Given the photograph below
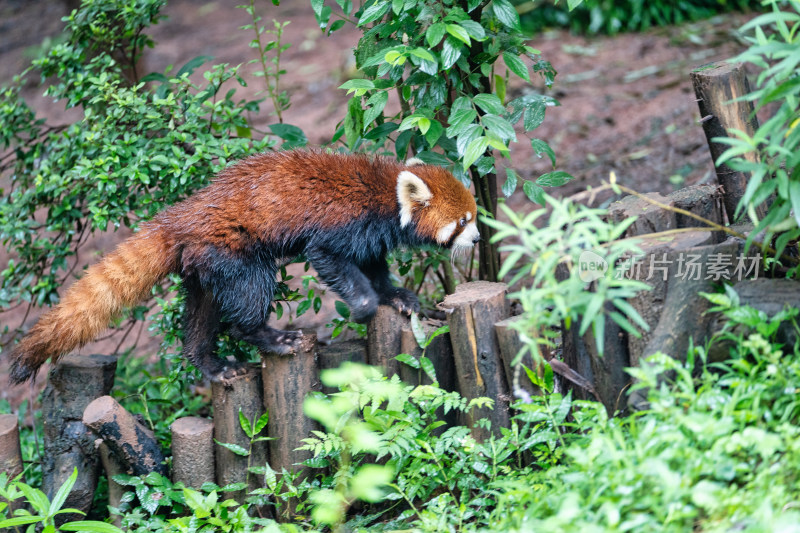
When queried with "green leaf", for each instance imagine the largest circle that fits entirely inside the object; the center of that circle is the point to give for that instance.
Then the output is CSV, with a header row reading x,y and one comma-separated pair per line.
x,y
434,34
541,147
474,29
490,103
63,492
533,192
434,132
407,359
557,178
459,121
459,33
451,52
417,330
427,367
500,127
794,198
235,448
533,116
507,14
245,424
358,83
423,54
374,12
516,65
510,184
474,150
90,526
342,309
== == ==
## Task instructions
Put the rows above into a two-column CSV with the headers "instruction" and "output", one line per row. Quote each field, replace line breaks with spaces, and leave out the pictures.

## Task result
instruction,output
"Given the photograph below When queried with ""green leaf"", for each instance imagine the largest circle that fits entirely inside the object; the center of that circle is the point to give for that instance. Then the output is CSV, with a header row reading x,y and one comma-separated pair per line.","x,y 434,34 541,147 474,29 490,103 63,492 533,192 434,132 407,359 557,178 459,121 459,33 451,52 417,330 427,367 500,127 794,198 235,448 533,116 507,14 245,424 358,83 423,54 374,12 516,65 510,184 474,150 90,526 342,309"